Records for this task

+---+

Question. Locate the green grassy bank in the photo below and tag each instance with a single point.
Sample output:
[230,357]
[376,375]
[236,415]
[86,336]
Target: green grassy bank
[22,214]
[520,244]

+---+

Every record shown above should appear again in your answer, unchanged.

Solution to this problem
Question. Locate the green grassy bank in the photo below and tag each instance with a single point.
Sample output:
[230,357]
[376,375]
[236,415]
[86,336]
Target: green grassy bank
[22,214]
[520,244]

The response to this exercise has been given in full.